(WRITTEN TASK) Copy the material below with "even-odd rule" replaced by "nonzero winding rule" everywhere it appears and everything else unchanged, leaving out the pictures.

(DATA IN THIS EXERCISE)
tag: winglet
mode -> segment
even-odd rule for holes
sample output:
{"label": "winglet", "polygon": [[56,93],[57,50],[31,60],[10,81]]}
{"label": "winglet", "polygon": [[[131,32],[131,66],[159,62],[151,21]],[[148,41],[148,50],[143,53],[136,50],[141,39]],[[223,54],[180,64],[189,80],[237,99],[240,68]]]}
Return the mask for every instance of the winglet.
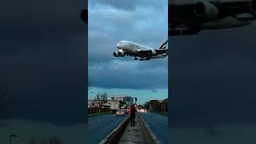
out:
{"label": "winglet", "polygon": [[165,39],[159,46],[158,50],[168,50],[168,38]]}

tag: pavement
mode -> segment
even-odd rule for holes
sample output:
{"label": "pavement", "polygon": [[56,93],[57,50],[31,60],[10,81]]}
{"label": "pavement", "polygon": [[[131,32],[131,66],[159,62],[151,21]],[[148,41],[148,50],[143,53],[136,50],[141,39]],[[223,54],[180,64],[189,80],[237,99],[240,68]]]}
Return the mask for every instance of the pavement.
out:
{"label": "pavement", "polygon": [[88,118],[88,143],[98,144],[110,134],[128,115],[117,117],[114,114]]}
{"label": "pavement", "polygon": [[130,126],[130,124],[127,126],[123,134],[122,135],[118,144],[145,144],[145,139],[141,128],[141,125],[138,122],[138,115],[136,115],[135,126]]}
{"label": "pavement", "polygon": [[168,143],[168,117],[154,114],[140,113],[160,143]]}

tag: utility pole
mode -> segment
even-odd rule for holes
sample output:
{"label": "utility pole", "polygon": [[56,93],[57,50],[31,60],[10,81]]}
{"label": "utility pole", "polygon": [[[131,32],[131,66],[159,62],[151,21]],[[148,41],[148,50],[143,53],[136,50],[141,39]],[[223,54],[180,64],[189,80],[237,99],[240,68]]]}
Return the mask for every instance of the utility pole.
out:
{"label": "utility pole", "polygon": [[93,91],[90,92],[90,114],[91,114],[91,96],[93,94]]}

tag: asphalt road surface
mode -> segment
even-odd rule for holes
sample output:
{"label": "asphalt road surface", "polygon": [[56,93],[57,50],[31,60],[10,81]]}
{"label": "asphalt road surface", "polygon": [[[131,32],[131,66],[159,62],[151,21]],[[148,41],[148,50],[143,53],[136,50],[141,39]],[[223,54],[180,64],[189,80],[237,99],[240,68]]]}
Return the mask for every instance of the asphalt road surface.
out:
{"label": "asphalt road surface", "polygon": [[88,143],[98,144],[110,134],[126,118],[114,114],[95,116],[88,118]]}
{"label": "asphalt road surface", "polygon": [[168,143],[168,118],[154,113],[140,113],[153,134],[162,144]]}

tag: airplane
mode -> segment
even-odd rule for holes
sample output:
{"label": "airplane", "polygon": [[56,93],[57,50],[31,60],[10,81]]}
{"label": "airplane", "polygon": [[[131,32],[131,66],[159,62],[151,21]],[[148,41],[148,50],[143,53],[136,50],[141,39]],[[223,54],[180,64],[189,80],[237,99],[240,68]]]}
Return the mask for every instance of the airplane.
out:
{"label": "airplane", "polygon": [[162,58],[168,55],[168,39],[164,40],[158,49],[153,49],[130,41],[122,40],[117,44],[118,52],[114,52],[114,57],[124,57],[126,55],[135,57],[134,60],[150,60],[151,58]]}
{"label": "airplane", "polygon": [[256,19],[256,0],[169,0],[169,34],[239,27]]}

(COMPLETE ANSWER)
tag: winglet
mode -> segment
nonzero winding rule for holes
sample output:
{"label": "winglet", "polygon": [[56,93],[57,50],[31,60],[10,81]]}
{"label": "winglet", "polygon": [[[131,32],[131,66],[159,62],[151,21]],[[148,41],[148,50],[143,53],[136,50],[141,39]],[[223,54],[180,64],[189,80],[237,99],[240,68]]]}
Return the mask for every instance of the winglet.
out:
{"label": "winglet", "polygon": [[165,39],[159,46],[158,50],[168,50],[168,38]]}

tag: pavement
mode -> segment
nonzero winding rule for holes
sample output:
{"label": "pavement", "polygon": [[56,93],[57,50],[31,60],[10,81]]}
{"label": "pavement", "polygon": [[[131,32],[131,66],[159,62],[151,21]],[[148,41],[148,50],[143,53],[136,50],[141,39]],[[223,54],[180,64],[189,80],[237,99],[240,68]]]}
Return the mask for every instance of the pavement.
out:
{"label": "pavement", "polygon": [[88,118],[88,143],[98,144],[110,134],[128,115],[117,117],[114,114]]}
{"label": "pavement", "polygon": [[130,126],[130,124],[127,126],[123,134],[122,135],[118,144],[145,144],[145,139],[141,128],[141,125],[138,122],[138,115],[136,115],[135,126]]}
{"label": "pavement", "polygon": [[168,143],[168,117],[154,114],[140,113],[160,143]]}

tag: utility pole
mode -> segment
nonzero winding rule for holes
sample output:
{"label": "utility pole", "polygon": [[56,93],[57,50],[31,60],[10,81]]}
{"label": "utility pole", "polygon": [[[131,32],[131,66],[159,62],[151,21]],[[148,41],[148,50],[143,53],[136,50],[141,39]],[[223,54],[180,64],[189,80],[237,99],[240,68]]]}
Return the mask for every instance of the utility pole.
out:
{"label": "utility pole", "polygon": [[93,91],[90,92],[90,114],[91,114],[91,96],[93,94]]}

tag: asphalt road surface
mode -> segment
nonzero winding rule for holes
sample output:
{"label": "asphalt road surface", "polygon": [[56,93],[57,50],[31,60],[10,81]]}
{"label": "asphalt road surface", "polygon": [[[131,32],[131,66],[159,62],[151,21]],[[148,41],[148,50],[143,53],[136,50],[141,39]],[[223,54],[180,64],[189,80],[237,99],[240,68]]]}
Return the mask for every instance of the asphalt road surface.
out:
{"label": "asphalt road surface", "polygon": [[88,143],[98,144],[110,134],[126,118],[114,114],[95,116],[88,118]]}
{"label": "asphalt road surface", "polygon": [[168,143],[168,118],[154,113],[140,113],[153,134],[162,144]]}

tag: airplane
mode -> segment
nonzero winding rule for holes
sample output:
{"label": "airplane", "polygon": [[56,93],[57,50],[31,60],[10,81]]}
{"label": "airplane", "polygon": [[[131,32],[131,66],[159,62],[151,21]],[[148,41],[148,50],[143,53],[136,50],[141,39]],[[223,54],[180,64],[189,80],[237,99],[240,68]]]}
Return the mask for every instance of the airplane.
out:
{"label": "airplane", "polygon": [[162,58],[168,55],[168,39],[164,40],[158,49],[153,49],[130,41],[122,40],[117,44],[118,52],[114,52],[114,57],[124,57],[126,55],[135,57],[134,60],[150,60],[151,58]]}
{"label": "airplane", "polygon": [[256,19],[256,0],[169,0],[169,34],[239,27]]}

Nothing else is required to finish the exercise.